■ Recorded data ■
——————

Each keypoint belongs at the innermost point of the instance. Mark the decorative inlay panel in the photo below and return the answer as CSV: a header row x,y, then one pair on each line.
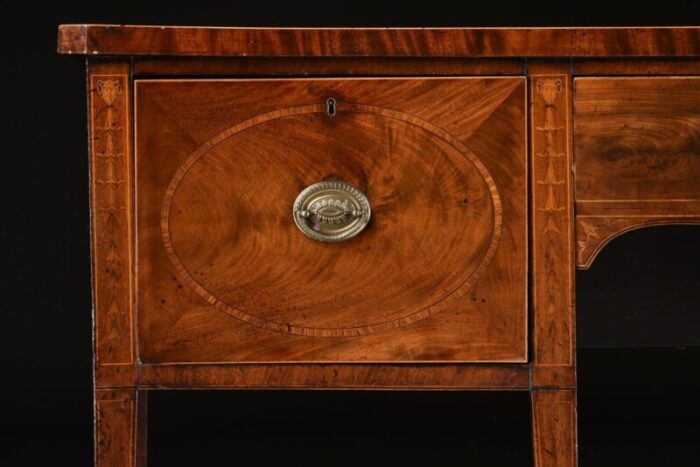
x,y
552,231
111,220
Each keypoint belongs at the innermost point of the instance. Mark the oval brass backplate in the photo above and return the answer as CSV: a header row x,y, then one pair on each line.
x,y
331,211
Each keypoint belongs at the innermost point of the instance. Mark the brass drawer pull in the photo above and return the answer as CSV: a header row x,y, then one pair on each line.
x,y
331,211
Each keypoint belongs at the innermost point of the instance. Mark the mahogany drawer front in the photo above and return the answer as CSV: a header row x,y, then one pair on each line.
x,y
438,274
637,137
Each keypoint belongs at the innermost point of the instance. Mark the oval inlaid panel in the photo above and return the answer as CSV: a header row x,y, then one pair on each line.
x,y
228,228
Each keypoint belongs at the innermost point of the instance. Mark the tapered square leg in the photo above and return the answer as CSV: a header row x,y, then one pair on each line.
x,y
554,428
120,428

——————

■ What the task requires ■
The answer should be exactly the lines from the one that contains "Mark the brass" through the end of the entries, both ends included, and nothing besides.

■ Your response ■
Each keypoint belongs at the innermost point of the instance. Mark the brass drawer pull in the photo above and return the answer as CSV: a header row x,y, then one pair on each line.
x,y
331,211
Each keypoint belongs at the innermost point of the instance. Mark the mahogany drawer front in the photo above and return the answer as CSV: a header row x,y, then one pair on each line.
x,y
438,274
637,137
Each keypoint belongs at the innermost point of the instance. Mark the oval inlaid panel in the photo above and return the answer as CSV: a header row x,y, then one pair on each line.
x,y
228,228
Each keypoint belongs at the innermost point of the instance. Mark the tapered square leg in the photo above and return the answer as CSV: a header row x,y, then one pair on each line.
x,y
554,428
120,428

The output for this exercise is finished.